Reproduce the items below from the line containing "11 on jersey." through the line containing "[547,275,802,779]", substituting "location" for each occurrence of "whereabouts" and leaving everything else unchanged.

==================================================

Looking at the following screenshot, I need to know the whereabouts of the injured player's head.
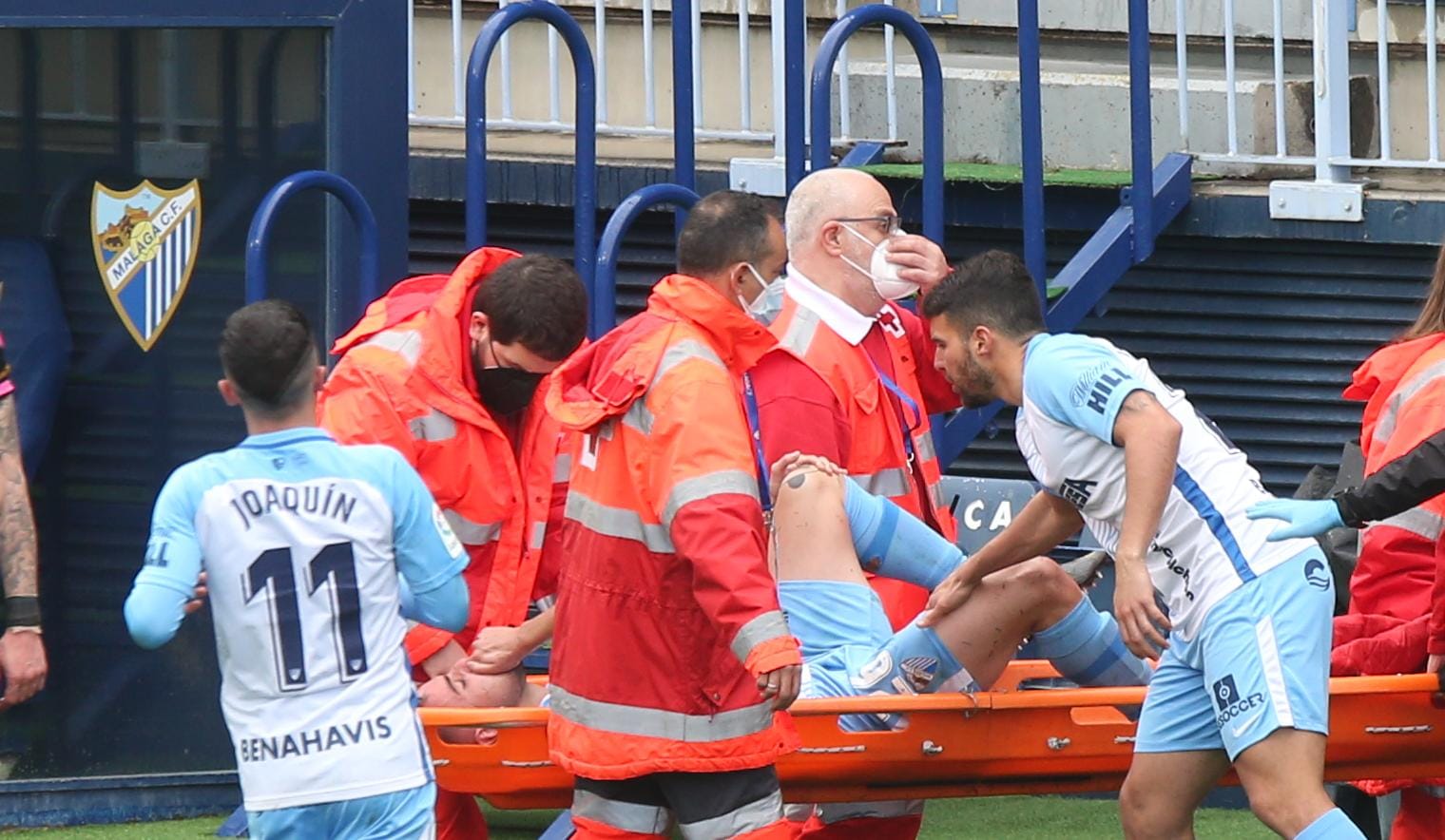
[416,659,547,745]
[923,251,1048,409]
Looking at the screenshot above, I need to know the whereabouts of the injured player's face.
[416,669,526,745]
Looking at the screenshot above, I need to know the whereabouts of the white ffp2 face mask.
[842,225,920,300]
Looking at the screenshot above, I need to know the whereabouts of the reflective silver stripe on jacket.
[406,409,456,440]
[548,684,773,743]
[662,469,757,528]
[442,511,501,545]
[733,609,790,664]
[565,489,673,554]
[848,468,912,498]
[1365,508,1445,540]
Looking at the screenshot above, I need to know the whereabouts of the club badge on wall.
[91,181,201,351]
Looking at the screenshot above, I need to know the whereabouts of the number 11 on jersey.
[242,543,367,692]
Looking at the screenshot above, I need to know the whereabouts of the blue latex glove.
[1244,500,1345,543]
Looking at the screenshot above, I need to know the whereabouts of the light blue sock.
[842,478,965,592]
[1023,598,1153,685]
[1295,809,1364,840]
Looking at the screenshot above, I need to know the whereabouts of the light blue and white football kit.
[1014,334,1334,760]
[125,428,468,838]
[779,449,1148,731]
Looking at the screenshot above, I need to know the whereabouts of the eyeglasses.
[833,217,903,237]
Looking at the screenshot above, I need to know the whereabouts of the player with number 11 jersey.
[125,301,467,838]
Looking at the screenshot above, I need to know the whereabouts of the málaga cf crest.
[91,181,201,351]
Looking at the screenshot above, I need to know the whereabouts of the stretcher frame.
[420,659,1445,809]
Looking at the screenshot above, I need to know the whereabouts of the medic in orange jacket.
[319,248,586,670]
[547,275,802,779]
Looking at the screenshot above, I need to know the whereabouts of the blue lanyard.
[742,373,773,517]
[862,359,923,465]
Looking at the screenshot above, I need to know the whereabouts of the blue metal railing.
[245,169,381,347]
[587,183,698,339]
[809,0,942,242]
[934,0,1190,464]
[467,0,595,300]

==================================================

◆ Reply
Looking at the screenshot above, I need to know the location of the number 11 on jersey.
[242,543,367,692]
Looking at the screenshot above, I need to know the location of the blue latex glove.
[1244,500,1345,543]
Looking at the screenshot above, I need to know the location of the light blue sock.
[842,478,965,592]
[1023,598,1153,685]
[1295,809,1364,840]
Looking at the screenshot above, I need to know the location of the light blue and white football kit.
[1014,334,1334,760]
[125,428,468,838]
[779,449,1148,731]
Looking at the screenshot above, I need to know the location of the eyeglasses.
[833,217,903,237]
Looking at the screenshot above, I need to know the location of the player with number 11 jersey.
[125,301,467,838]
Looking at the screenshot above, I need to know the location of the málaga cf crest.
[91,181,201,351]
Looking at the screenshot above, I need to know the location of the stretcher frame.
[420,659,1445,809]
Looking at the screenshot above, I need to know the location of the medic in orange jacket.
[319,248,586,670]
[547,275,802,779]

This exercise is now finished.